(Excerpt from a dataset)
========

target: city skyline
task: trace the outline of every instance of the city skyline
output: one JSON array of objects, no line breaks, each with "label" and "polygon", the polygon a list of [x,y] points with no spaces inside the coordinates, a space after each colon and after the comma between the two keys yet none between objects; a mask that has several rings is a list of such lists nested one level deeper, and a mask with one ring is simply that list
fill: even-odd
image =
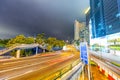
[{"label": "city skyline", "polygon": [[59,39],[73,39],[74,21],[85,21],[88,6],[88,0],[1,0],[0,38],[44,32]]}]

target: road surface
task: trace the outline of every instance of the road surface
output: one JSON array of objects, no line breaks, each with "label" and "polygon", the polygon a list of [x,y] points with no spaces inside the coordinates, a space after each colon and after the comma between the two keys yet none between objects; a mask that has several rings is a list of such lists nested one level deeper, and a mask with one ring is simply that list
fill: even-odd
[{"label": "road surface", "polygon": [[0,80],[40,80],[79,58],[74,51],[59,51],[0,62]]}]

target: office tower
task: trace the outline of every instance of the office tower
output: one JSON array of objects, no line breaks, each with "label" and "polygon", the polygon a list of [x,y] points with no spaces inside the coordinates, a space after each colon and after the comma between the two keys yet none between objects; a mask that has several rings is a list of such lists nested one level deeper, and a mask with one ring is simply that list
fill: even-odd
[{"label": "office tower", "polygon": [[80,23],[79,21],[75,20],[74,23],[74,40],[78,40],[80,38],[80,30],[84,27],[84,23]]},{"label": "office tower", "polygon": [[120,32],[120,19],[117,0],[103,0],[106,34]]},{"label": "office tower", "polygon": [[86,9],[85,15],[86,15],[86,27],[88,27],[90,22],[90,7]]},{"label": "office tower", "polygon": [[90,0],[92,38],[120,32],[120,0]]}]

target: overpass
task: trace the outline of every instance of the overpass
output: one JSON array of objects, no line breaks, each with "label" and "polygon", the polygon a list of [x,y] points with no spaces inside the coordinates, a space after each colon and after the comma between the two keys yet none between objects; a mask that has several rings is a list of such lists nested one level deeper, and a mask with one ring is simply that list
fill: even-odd
[{"label": "overpass", "polygon": [[20,50],[36,48],[36,54],[37,54],[38,53],[38,47],[43,49],[43,52],[45,52],[45,50],[46,50],[45,46],[42,46],[42,45],[39,45],[39,44],[16,44],[16,45],[13,45],[9,48],[0,50],[0,55],[3,55],[3,54],[5,54],[7,52],[10,52],[12,50],[17,50],[16,58],[19,58],[20,57]]}]

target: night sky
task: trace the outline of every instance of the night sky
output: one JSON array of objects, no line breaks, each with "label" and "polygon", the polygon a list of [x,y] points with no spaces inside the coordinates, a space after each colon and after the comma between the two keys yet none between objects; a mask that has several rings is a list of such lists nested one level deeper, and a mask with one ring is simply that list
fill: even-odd
[{"label": "night sky", "polygon": [[44,32],[73,39],[74,21],[85,21],[89,0],[0,0],[0,38]]}]

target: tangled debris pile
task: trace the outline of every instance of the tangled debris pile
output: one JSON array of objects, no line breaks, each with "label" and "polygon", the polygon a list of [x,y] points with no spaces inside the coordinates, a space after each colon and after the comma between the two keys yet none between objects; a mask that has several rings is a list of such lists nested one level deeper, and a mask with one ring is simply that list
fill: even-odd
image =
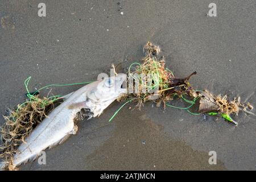
[{"label": "tangled debris pile", "polygon": [[0,128],[3,143],[0,146],[0,158],[7,162],[10,167],[19,146],[25,142],[24,138],[54,108],[55,99],[40,98],[38,95],[31,95],[30,98],[11,110],[8,116],[4,116],[6,122]]}]

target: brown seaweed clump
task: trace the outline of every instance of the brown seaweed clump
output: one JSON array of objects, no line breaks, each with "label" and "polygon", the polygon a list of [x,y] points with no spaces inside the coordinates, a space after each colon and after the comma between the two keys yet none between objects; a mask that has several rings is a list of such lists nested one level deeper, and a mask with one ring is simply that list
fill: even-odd
[{"label": "brown seaweed clump", "polygon": [[19,105],[16,109],[4,116],[5,123],[0,127],[3,144],[0,146],[0,158],[7,164],[10,169],[14,155],[19,146],[54,107],[54,100],[32,96],[30,101]]}]

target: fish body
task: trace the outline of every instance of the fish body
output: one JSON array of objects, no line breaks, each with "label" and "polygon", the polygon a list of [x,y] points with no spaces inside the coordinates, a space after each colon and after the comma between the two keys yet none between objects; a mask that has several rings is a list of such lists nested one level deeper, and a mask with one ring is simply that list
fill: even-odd
[{"label": "fish body", "polygon": [[[121,88],[126,75],[105,78],[85,85],[69,94],[65,100],[53,109],[41,123],[33,130],[18,148],[11,167],[15,168],[35,159],[40,152],[61,143],[77,131],[74,119],[82,109],[89,109],[92,117],[99,116],[103,110],[126,90]],[[2,167],[6,167],[5,164]],[[1,167],[0,167],[1,169]]]}]

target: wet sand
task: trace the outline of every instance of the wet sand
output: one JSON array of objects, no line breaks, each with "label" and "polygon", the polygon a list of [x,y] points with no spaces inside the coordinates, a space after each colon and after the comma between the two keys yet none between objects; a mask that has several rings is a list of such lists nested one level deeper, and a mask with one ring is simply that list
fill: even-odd
[{"label": "wet sand", "polygon": [[[206,15],[207,1],[44,1],[46,18],[37,15],[39,2],[0,4],[1,115],[24,101],[28,76],[31,90],[95,80],[111,63],[125,67],[141,59],[148,40],[160,46],[176,76],[197,71],[191,80],[196,88],[240,95],[256,105],[254,1],[216,1],[214,18]],[[239,123],[234,127],[148,102],[141,111],[125,106],[109,123],[119,106],[115,102],[100,118],[81,122],[76,135],[47,150],[46,165],[34,162],[20,169],[256,169],[254,117],[234,117]],[[208,164],[212,150],[217,165]]]}]

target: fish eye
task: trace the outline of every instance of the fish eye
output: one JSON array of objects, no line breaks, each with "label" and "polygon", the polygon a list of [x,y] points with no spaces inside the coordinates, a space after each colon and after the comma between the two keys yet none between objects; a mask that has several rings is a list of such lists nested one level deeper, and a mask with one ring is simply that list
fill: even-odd
[{"label": "fish eye", "polygon": [[111,87],[114,85],[114,80],[111,78],[108,78],[105,81],[105,85],[108,87]]}]

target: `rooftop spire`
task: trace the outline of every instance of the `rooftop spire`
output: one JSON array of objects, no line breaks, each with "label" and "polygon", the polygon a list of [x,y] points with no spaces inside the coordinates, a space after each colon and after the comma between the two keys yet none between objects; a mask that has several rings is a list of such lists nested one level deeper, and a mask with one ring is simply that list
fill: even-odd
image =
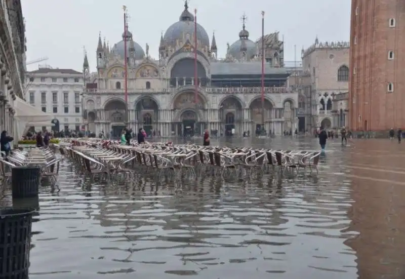
[{"label": "rooftop spire", "polygon": [[97,44],[97,51],[103,51],[103,43],[101,42],[101,32],[98,34],[98,44]]},{"label": "rooftop spire", "polygon": [[248,20],[246,14],[244,13],[240,19],[242,20],[242,30],[239,32],[239,37],[240,39],[248,39],[249,38],[249,32],[246,30],[246,21]]},{"label": "rooftop spire", "polygon": [[180,15],[180,21],[194,21],[194,16],[188,11],[187,0],[184,0],[184,10]]},{"label": "rooftop spire", "polygon": [[87,52],[86,52],[85,53],[85,60],[83,61],[83,68],[85,69],[88,67],[89,67],[89,60],[87,59]]},{"label": "rooftop spire", "polygon": [[217,48],[217,42],[215,40],[215,32],[212,32],[212,41],[211,41],[211,52],[215,52],[218,50]]}]

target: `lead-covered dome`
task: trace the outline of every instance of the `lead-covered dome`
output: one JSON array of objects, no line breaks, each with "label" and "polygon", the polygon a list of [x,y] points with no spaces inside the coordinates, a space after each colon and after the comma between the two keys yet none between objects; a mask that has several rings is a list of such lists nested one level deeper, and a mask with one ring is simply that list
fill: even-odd
[{"label": "lead-covered dome", "polygon": [[112,48],[112,52],[114,53],[116,53],[122,59],[124,59],[125,56],[125,41],[127,41],[127,56],[129,56],[130,48],[132,43],[133,43],[134,48],[135,50],[135,60],[140,60],[143,59],[145,57],[145,52],[142,49],[142,47],[139,45],[137,42],[134,42],[132,39],[132,33],[131,33],[128,29],[124,33],[123,33],[123,40],[118,42]]},{"label": "lead-covered dome", "polygon": [[242,30],[239,32],[239,39],[232,44],[228,51],[228,54],[237,60],[243,58],[244,53],[248,60],[251,59],[257,53],[256,44],[249,39],[249,32],[246,30],[245,23]]},{"label": "lead-covered dome", "polygon": [[[188,11],[188,5],[187,2],[184,4],[184,10],[181,13],[179,21],[176,22],[169,27],[163,36],[163,40],[167,46],[173,48],[176,47],[176,41],[184,41],[184,36],[189,35],[190,39],[194,34],[194,16]],[[210,38],[205,29],[197,23],[197,39],[202,46],[210,46]],[[193,42],[191,42],[192,44]]]}]

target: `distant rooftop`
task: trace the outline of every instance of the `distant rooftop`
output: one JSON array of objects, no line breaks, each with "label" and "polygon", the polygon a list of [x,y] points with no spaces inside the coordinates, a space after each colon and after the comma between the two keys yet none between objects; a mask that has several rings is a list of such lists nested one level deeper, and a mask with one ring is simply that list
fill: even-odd
[{"label": "distant rooftop", "polygon": [[30,73],[58,73],[67,74],[83,74],[83,73],[78,72],[72,69],[51,69],[50,68],[41,68],[34,71],[28,72],[28,74]]},{"label": "distant rooftop", "polygon": [[[262,63],[260,62],[212,62],[211,74],[213,75],[260,74],[262,72]],[[275,68],[265,64],[264,72],[268,74],[286,74],[284,68]]]}]

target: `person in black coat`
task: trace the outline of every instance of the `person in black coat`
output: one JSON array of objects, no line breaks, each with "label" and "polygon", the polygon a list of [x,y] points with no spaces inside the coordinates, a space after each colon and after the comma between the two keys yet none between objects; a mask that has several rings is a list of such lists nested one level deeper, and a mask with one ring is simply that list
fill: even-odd
[{"label": "person in black coat", "polygon": [[142,128],[139,128],[138,131],[138,143],[143,143],[145,142],[145,136],[143,135]]},{"label": "person in black coat", "polygon": [[9,155],[11,151],[10,142],[14,139],[13,137],[9,136],[7,131],[5,130],[2,132],[1,137],[0,137],[0,149],[6,153],[6,157]]},{"label": "person in black coat", "polygon": [[132,135],[131,134],[132,130],[131,129],[126,129],[125,133],[125,139],[127,140],[127,145],[131,145],[131,139],[132,138]]},{"label": "person in black coat", "polygon": [[328,133],[327,133],[325,129],[322,128],[320,128],[320,131],[319,134],[319,145],[320,148],[322,148],[322,151],[325,151],[325,146],[326,146],[326,141],[328,139]]}]

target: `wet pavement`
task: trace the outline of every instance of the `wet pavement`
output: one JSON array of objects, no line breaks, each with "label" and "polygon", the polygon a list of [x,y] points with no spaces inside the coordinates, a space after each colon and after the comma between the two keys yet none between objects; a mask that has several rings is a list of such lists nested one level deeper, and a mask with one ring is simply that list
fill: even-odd
[{"label": "wet pavement", "polygon": [[[315,139],[226,140],[212,144],[319,149]],[[327,148],[317,176],[293,179],[106,185],[65,161],[57,186],[40,188],[30,278],[405,277],[405,146]]]}]

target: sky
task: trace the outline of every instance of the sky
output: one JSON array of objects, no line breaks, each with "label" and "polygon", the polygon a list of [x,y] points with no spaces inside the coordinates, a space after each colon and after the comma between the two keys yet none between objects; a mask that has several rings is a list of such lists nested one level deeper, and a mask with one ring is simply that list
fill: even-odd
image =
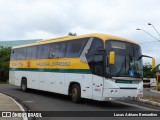
[{"label": "sky", "polygon": [[[0,41],[103,33],[140,43],[160,64],[160,0],[0,0]],[[144,43],[151,42],[151,43]],[[144,62],[150,60],[144,59]]]}]

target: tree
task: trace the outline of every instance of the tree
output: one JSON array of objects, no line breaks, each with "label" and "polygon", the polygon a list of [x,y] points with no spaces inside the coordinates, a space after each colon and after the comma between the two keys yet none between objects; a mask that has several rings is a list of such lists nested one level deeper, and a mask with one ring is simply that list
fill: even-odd
[{"label": "tree", "polygon": [[0,81],[6,82],[9,79],[9,61],[11,48],[0,46]]},{"label": "tree", "polygon": [[69,35],[69,36],[77,36],[76,33],[72,33],[72,32],[69,32],[68,35]]}]

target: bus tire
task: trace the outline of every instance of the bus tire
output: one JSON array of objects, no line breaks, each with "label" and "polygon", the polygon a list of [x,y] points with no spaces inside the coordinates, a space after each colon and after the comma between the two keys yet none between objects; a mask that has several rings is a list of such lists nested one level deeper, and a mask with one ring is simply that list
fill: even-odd
[{"label": "bus tire", "polygon": [[26,79],[26,78],[23,78],[23,79],[22,79],[21,89],[22,89],[23,92],[26,92],[26,91],[27,91],[27,79]]},{"label": "bus tire", "polygon": [[71,89],[71,98],[74,103],[79,103],[81,99],[81,88],[78,84],[74,84]]}]

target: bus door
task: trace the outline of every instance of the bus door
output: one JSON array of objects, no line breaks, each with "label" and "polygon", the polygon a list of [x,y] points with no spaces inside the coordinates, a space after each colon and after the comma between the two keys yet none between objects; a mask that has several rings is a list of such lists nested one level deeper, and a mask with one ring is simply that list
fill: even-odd
[{"label": "bus door", "polygon": [[101,100],[103,92],[103,55],[94,54],[93,56],[93,99]]}]

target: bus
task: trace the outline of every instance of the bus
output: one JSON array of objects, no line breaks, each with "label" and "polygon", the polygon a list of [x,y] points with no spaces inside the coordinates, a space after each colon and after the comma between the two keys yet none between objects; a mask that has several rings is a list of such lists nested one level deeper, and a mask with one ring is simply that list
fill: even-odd
[{"label": "bus", "polygon": [[[141,47],[106,34],[65,36],[15,46],[9,82],[23,91],[37,89],[110,101],[143,96]],[[155,60],[152,58],[152,67]]]}]

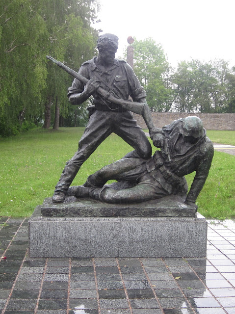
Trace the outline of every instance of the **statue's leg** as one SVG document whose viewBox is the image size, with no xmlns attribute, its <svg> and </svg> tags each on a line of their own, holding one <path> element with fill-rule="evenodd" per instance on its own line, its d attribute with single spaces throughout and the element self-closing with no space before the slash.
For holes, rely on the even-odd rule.
<svg viewBox="0 0 235 314">
<path fill-rule="evenodd" d="M 118 116 L 119 119 L 115 121 L 116 129 L 114 132 L 122 137 L 124 141 L 132 146 L 135 153 L 129 153 L 125 156 L 148 159 L 152 155 L 152 146 L 144 132 L 133 118 L 132 114 L 129 111 L 123 112 L 122 115 Z"/>
<path fill-rule="evenodd" d="M 85 187 L 101 187 L 108 180 L 137 181 L 146 171 L 146 160 L 140 158 L 121 159 L 105 166 L 88 177 Z"/>
<path fill-rule="evenodd" d="M 89 157 L 99 145 L 112 132 L 106 112 L 96 110 L 91 116 L 87 127 L 78 143 L 78 149 L 67 162 L 58 182 L 52 201 L 61 203 L 82 163 Z"/>
<path fill-rule="evenodd" d="M 165 191 L 146 184 L 139 184 L 123 190 L 115 190 L 105 186 L 101 188 L 73 186 L 72 188 L 76 197 L 89 197 L 105 203 L 123 205 L 141 203 L 168 195 Z"/>
</svg>

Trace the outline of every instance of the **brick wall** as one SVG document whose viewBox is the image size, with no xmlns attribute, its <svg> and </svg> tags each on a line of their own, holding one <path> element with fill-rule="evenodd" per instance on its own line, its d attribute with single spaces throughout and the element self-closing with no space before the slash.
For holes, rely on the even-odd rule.
<svg viewBox="0 0 235 314">
<path fill-rule="evenodd" d="M 158 128 L 170 124 L 174 120 L 193 115 L 197 116 L 202 120 L 203 127 L 206 130 L 235 130 L 235 113 L 152 113 L 154 124 Z M 141 128 L 147 129 L 141 115 L 133 113 L 133 116 Z"/>
</svg>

========

- **Goal**: Update the lines starting with the line with "target: bus door" and going on through the line with "task: trace the outline of every instance of the bus door", replacing "bus door" with "vehicle door" and leaving everything else unchanged. Give only these lines.

- **Answer to the problem**:
target: vehicle door
task: trace the outline of every instance of the vehicle door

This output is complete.